And, frankly, taking advantage of the opportunity to stuff the highest court in the land is the way the game is played. Democrats have been asleep at the switch for what seems like eons when it comes to federal court appointments. Progressives are paying the cost of their negligence and its Trump and McConnell handing them the bill.

Say what you want about Trump’s court picks. Ultimately a great deal of the fault lies with the Democratic Party’s inability to energize its adherents on this critical issue.

But McConnell and the Republicans are now facing a problem. Kavanaugh, as it turns out, emerged as a lousy nominee. He didn’t exactly sparkle at his confirmation hearing, dodging simple questions and running around Robin Hood’s barn to avoid offering anything specific. What’s more there were flags raised over some financial transactions and whether he lied during his previous confirmation hearing for the circuit court slot before the Senate Judiciary Committee in 2006.

Information supplied:

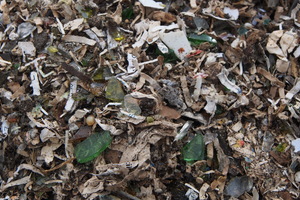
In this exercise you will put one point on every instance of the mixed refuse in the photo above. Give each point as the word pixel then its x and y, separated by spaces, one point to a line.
pixel 144 99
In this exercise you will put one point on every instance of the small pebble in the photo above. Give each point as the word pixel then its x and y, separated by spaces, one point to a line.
pixel 90 120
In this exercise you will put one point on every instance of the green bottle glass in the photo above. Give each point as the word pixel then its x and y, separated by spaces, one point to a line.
pixel 114 90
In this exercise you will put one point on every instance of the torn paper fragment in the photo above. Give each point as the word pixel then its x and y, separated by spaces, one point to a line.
pixel 233 13
pixel 294 90
pixel 27 48
pixel 152 4
pixel 178 42
pixel 79 39
pixel 296 144
pixel 273 48
pixel 35 83
pixel 227 83
pixel 70 102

Tasks to carry out:
[A] Name each public figure the commentary refers to by surname.
[B] Copy the listing verbatim, starting at the line that contains "of the small" and continuing through the end of the listing.

Task-by-task solutions:
[A]
Trump
McConnell
Kavanaugh

[B]
In this exercise you will put one point on every instance of the small pebble in the photo above. Give each point as the word pixel then its x and y, separated by spaces, one point to a line.
pixel 90 120
In this exercise you will put one point on every instance of the green bottle glass in the photo above. Give each point as the word pixel then its x and y, separated by spaces, one point to a line.
pixel 114 90
In this exercise you will put one point on every instance of the torn paper fragment in the photo above. Give each point as the word pixel then its x and y, separated by spaces, one point to a line.
pixel 233 13
pixel 294 90
pixel 27 48
pixel 152 4
pixel 178 42
pixel 79 39
pixel 296 144
pixel 273 48
pixel 35 83
pixel 227 83
pixel 70 102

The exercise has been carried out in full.